REQUIREMENTS:
Rewrite the entries from the line containing "Place a marker on the blue logo" through the end of the entries, and replace "marker" with "dot" while leaving everything else unchanged.
◇ ◇ ◇
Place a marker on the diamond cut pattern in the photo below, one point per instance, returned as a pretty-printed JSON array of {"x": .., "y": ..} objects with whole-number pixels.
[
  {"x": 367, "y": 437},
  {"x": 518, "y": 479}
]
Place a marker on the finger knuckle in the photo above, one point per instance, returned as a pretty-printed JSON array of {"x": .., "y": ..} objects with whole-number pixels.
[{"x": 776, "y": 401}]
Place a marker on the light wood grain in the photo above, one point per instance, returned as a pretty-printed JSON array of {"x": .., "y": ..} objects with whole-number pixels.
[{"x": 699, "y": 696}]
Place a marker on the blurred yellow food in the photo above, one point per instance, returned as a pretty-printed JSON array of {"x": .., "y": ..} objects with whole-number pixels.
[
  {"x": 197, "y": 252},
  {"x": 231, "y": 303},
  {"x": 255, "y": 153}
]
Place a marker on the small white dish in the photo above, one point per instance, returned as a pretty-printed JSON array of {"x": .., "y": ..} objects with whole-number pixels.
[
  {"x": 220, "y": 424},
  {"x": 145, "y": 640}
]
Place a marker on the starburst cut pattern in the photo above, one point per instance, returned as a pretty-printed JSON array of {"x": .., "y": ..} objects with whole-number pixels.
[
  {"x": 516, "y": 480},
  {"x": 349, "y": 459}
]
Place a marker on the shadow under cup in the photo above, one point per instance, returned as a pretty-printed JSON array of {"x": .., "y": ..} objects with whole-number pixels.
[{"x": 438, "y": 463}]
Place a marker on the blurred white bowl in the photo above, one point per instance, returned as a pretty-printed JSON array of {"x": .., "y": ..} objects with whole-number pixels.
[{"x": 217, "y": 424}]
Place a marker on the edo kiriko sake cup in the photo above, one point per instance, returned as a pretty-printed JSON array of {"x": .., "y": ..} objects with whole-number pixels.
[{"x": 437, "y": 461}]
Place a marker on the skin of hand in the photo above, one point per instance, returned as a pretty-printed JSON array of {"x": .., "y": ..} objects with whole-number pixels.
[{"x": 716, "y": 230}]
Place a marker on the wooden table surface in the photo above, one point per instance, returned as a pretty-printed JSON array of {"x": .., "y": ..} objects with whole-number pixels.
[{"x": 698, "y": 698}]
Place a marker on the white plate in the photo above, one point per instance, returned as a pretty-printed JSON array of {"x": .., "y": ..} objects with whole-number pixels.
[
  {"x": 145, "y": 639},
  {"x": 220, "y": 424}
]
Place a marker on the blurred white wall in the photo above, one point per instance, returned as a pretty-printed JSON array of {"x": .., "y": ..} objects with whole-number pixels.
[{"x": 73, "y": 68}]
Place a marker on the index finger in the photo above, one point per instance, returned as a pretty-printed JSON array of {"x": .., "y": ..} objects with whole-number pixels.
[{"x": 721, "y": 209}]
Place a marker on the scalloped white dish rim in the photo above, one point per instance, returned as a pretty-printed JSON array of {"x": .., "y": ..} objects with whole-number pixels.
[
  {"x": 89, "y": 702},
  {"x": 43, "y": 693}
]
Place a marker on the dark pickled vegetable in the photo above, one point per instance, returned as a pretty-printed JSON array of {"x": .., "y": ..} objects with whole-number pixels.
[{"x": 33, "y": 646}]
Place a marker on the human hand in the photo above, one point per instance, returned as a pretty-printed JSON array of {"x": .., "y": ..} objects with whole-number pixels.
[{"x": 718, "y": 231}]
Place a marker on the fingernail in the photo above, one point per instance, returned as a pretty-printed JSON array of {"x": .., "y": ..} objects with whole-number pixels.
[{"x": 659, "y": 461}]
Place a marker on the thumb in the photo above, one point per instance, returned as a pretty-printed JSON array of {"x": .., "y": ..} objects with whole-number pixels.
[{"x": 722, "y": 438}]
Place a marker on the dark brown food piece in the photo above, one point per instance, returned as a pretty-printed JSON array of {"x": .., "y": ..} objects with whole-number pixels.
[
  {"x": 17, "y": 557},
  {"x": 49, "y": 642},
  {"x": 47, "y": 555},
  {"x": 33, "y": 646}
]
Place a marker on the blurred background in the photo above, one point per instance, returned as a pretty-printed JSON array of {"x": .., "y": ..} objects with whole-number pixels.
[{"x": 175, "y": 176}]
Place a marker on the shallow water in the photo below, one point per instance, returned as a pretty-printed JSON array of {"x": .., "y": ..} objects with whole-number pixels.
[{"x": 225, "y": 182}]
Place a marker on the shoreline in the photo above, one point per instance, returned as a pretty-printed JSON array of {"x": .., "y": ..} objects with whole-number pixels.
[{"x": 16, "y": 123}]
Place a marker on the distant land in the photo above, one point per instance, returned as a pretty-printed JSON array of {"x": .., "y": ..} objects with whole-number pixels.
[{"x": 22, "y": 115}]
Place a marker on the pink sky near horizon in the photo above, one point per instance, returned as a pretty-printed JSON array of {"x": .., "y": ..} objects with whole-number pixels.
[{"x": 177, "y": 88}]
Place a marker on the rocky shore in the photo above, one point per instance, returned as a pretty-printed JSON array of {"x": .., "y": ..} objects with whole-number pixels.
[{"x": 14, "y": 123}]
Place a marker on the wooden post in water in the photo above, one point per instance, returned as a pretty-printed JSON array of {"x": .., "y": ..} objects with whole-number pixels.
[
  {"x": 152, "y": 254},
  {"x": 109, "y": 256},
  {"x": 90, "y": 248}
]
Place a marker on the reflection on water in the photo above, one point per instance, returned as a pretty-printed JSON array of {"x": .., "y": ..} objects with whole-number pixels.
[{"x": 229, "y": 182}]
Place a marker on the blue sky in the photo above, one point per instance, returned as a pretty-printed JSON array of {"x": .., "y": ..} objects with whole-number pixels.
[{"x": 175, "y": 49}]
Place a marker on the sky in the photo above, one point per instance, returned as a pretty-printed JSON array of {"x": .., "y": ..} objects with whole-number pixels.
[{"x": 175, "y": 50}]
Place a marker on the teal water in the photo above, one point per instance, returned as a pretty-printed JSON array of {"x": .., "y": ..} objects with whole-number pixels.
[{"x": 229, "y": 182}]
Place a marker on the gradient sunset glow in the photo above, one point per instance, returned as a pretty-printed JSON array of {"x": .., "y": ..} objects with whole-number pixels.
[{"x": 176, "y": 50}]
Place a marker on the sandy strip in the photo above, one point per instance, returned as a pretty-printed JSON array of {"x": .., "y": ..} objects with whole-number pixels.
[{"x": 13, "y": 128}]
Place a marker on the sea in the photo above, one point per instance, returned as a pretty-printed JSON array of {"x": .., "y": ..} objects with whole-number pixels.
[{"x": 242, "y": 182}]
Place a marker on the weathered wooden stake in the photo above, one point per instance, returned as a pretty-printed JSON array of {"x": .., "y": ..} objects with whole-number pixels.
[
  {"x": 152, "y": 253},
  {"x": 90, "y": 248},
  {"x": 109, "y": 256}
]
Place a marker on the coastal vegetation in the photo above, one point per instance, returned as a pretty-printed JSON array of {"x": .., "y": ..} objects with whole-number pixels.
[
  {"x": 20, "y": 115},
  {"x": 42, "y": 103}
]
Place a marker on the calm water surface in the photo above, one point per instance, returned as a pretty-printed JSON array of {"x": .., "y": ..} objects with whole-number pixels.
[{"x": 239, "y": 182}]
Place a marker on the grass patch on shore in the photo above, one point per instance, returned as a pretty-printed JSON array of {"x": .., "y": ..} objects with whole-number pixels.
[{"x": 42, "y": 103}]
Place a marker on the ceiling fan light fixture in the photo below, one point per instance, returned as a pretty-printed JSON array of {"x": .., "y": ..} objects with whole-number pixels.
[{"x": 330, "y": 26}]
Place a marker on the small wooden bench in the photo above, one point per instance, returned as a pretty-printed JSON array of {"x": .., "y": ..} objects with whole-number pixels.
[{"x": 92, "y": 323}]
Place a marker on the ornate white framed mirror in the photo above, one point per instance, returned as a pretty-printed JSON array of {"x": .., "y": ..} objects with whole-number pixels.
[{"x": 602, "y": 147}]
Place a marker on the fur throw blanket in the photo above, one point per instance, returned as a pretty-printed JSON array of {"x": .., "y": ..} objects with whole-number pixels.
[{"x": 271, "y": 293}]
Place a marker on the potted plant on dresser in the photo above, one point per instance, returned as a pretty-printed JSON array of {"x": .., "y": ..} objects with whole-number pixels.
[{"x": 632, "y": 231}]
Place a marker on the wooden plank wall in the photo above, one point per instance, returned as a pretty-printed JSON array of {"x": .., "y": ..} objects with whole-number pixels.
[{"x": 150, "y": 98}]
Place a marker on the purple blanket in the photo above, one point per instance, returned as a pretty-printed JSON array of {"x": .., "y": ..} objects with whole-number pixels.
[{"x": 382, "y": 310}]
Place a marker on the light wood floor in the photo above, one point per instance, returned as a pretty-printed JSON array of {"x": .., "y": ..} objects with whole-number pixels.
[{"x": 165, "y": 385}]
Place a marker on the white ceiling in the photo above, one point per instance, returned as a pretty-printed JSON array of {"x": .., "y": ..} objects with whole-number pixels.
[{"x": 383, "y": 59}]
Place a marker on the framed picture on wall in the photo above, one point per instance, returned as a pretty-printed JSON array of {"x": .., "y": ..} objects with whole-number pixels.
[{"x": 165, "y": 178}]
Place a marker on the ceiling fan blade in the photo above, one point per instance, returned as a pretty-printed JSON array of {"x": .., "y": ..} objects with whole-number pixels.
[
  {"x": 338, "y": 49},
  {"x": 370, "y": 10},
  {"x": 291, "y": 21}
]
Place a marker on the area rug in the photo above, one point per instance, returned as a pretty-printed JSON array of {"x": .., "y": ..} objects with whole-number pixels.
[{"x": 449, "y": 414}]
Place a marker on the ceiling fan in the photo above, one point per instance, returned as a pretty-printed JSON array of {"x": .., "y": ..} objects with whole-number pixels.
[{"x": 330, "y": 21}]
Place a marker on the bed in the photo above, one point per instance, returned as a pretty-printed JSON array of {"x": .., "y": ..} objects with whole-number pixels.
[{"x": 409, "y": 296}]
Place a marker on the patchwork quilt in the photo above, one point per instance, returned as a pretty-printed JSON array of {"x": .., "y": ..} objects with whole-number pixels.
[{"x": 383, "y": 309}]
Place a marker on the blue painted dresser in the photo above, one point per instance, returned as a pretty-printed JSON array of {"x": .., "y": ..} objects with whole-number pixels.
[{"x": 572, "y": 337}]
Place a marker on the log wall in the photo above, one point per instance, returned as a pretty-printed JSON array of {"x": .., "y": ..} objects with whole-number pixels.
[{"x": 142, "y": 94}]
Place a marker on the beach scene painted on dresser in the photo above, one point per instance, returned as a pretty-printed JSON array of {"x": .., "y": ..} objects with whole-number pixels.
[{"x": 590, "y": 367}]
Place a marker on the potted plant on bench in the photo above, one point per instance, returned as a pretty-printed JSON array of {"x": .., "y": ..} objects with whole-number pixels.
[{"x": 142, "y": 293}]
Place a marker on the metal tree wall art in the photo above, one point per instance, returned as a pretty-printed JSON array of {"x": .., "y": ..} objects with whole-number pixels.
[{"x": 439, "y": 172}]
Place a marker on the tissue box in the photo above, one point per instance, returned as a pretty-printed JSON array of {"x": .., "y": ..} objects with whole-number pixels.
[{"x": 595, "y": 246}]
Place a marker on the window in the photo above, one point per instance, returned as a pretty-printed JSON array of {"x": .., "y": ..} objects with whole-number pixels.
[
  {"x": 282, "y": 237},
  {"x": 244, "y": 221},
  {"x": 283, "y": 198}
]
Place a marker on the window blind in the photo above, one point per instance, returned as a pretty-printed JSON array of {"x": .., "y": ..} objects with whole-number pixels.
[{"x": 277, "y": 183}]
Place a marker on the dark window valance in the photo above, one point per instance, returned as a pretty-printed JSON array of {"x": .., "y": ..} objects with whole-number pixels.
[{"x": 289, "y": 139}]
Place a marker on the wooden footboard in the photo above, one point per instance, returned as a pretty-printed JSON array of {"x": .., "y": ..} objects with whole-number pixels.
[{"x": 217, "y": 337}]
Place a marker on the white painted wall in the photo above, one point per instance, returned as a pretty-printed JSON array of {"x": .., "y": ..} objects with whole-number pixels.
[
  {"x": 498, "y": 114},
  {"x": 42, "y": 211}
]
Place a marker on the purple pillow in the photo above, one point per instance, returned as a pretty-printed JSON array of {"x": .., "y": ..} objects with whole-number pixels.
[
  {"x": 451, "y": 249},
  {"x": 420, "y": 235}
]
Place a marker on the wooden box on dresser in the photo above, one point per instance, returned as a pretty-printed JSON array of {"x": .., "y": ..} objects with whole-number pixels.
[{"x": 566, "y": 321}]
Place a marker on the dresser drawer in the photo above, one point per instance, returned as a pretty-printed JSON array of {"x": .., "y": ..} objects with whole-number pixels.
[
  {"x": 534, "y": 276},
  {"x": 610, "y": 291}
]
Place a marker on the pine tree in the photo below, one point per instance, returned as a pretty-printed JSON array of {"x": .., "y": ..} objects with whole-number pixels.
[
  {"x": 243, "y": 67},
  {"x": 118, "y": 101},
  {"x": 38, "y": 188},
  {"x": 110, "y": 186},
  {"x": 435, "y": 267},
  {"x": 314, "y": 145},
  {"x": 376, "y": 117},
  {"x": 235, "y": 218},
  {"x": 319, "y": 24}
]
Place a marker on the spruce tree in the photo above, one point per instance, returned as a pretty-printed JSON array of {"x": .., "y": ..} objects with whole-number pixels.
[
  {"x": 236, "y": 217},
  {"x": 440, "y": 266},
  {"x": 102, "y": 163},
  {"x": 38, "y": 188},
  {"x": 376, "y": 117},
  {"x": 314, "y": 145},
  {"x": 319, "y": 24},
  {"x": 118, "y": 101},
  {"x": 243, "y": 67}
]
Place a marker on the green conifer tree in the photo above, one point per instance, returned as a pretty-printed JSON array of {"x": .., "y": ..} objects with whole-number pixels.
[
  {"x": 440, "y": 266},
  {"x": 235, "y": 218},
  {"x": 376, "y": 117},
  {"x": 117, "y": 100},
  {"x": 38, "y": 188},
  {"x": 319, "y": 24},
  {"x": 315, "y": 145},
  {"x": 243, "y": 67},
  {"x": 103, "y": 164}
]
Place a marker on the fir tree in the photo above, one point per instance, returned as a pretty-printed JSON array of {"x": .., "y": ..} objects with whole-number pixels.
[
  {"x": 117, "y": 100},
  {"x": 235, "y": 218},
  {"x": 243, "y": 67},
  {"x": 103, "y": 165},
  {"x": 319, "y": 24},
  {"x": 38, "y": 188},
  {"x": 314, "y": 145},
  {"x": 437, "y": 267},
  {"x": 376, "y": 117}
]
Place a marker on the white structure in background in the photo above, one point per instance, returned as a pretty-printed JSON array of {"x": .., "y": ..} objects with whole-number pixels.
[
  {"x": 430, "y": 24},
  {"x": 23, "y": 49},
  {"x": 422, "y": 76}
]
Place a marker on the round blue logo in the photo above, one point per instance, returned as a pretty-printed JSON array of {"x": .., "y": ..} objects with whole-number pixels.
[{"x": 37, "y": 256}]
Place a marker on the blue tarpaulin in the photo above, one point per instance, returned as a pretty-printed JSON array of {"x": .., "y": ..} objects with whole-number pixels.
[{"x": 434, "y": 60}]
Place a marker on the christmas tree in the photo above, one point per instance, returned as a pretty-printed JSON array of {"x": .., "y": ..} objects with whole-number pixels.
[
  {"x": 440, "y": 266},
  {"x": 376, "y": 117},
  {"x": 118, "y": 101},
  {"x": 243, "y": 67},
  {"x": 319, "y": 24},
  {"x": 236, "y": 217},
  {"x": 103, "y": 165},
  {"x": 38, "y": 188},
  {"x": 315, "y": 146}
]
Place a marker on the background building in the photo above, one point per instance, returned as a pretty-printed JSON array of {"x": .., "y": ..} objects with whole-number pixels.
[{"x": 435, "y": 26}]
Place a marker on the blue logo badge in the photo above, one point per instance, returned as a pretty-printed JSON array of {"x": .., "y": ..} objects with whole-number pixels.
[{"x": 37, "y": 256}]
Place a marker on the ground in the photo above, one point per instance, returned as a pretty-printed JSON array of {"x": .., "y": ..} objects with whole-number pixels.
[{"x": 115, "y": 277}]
◇ ◇ ◇
OUTPUT:
Place a dot on the blue logo badge in the photo above, one point per instance, returned as a pretty-printed JSON array of {"x": .., "y": ..} objects with whole-number pixels.
[{"x": 37, "y": 256}]
Place a dot on the ground in the photo above, one point per instance, returned as a pretty-printed JSON array of {"x": .., "y": ..} objects with whole-number pixels.
[{"x": 115, "y": 277}]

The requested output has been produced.